* Compito assegnato *
Trascriva per intero il testo sul metodo Mattei riportato qui sotto, senza apportarvi alcuna modifica.

* Fonte *
* * *
Chissà se qualcuno si
ricorda ancora del “metodo Mattei”. Conviene non dimenticarsene,
tanto per dare maggiore prospettiva storica alla vicenda di Tempa
Rossa che sta agitando la politica italiana.
Il “metodo Mattei”
viene sperimentato, sin dal primo dopoguerra, proprio sulla questione
della costruzione delle infrastrutture di trasporto dell’energia.
Il caso Agip
Tutto parte dal fatto che
le fonti energetiche, con pochissime e virtuose eccezioni, hanno la
pessima abitudine di non trovarsi - quasi mai - nel posto giusto. Da
qui la complicata faccenda di doverle portare a destinazione.
* * *
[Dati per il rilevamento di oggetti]
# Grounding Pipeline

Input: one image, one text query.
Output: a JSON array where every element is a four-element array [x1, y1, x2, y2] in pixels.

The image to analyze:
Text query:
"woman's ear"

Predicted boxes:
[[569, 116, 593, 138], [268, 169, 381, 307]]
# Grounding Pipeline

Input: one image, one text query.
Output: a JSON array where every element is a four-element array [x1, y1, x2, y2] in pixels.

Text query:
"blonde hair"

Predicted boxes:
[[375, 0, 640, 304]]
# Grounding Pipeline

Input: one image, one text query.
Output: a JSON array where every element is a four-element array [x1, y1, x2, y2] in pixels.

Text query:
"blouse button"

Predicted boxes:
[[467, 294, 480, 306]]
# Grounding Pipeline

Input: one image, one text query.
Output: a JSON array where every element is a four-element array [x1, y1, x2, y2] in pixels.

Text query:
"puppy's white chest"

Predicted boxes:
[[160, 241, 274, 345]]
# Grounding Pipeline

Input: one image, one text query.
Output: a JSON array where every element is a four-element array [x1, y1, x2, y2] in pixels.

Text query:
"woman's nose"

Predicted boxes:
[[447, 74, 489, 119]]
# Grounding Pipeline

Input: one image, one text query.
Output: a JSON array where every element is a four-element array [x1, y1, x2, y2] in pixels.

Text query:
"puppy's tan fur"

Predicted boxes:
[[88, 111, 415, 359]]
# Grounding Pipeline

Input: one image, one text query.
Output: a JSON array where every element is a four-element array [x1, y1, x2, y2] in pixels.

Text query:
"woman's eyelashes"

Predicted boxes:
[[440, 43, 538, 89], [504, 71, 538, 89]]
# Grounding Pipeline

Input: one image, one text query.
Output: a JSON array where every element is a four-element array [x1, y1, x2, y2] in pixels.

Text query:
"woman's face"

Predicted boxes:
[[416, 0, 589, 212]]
* * *
* Risposta al compito *
Chissà se qualcuno si
ricorda ancora del “metodo Mattei”. Conviene non dimenticarsene,
tanto per dare maggiore prospettiva storica alla vicenda di Tempa
Rossa che sta agitando la politica italiana.
Il “metodo Mattei”
viene sperimentato, sin dal primo dopoguerra, proprio sulla questione
della costruzione delle infrastrutture di trasporto dell’energia.
Il caso Agip
Tutto parte dal fatto che
le fonti energetiche, con pochissime e virtuose eccezioni, hanno la
pessima abitudine di non trovarsi - quasi mai - nel posto giusto. Da
qui la complicata faccenda di doverle portare a destinazione.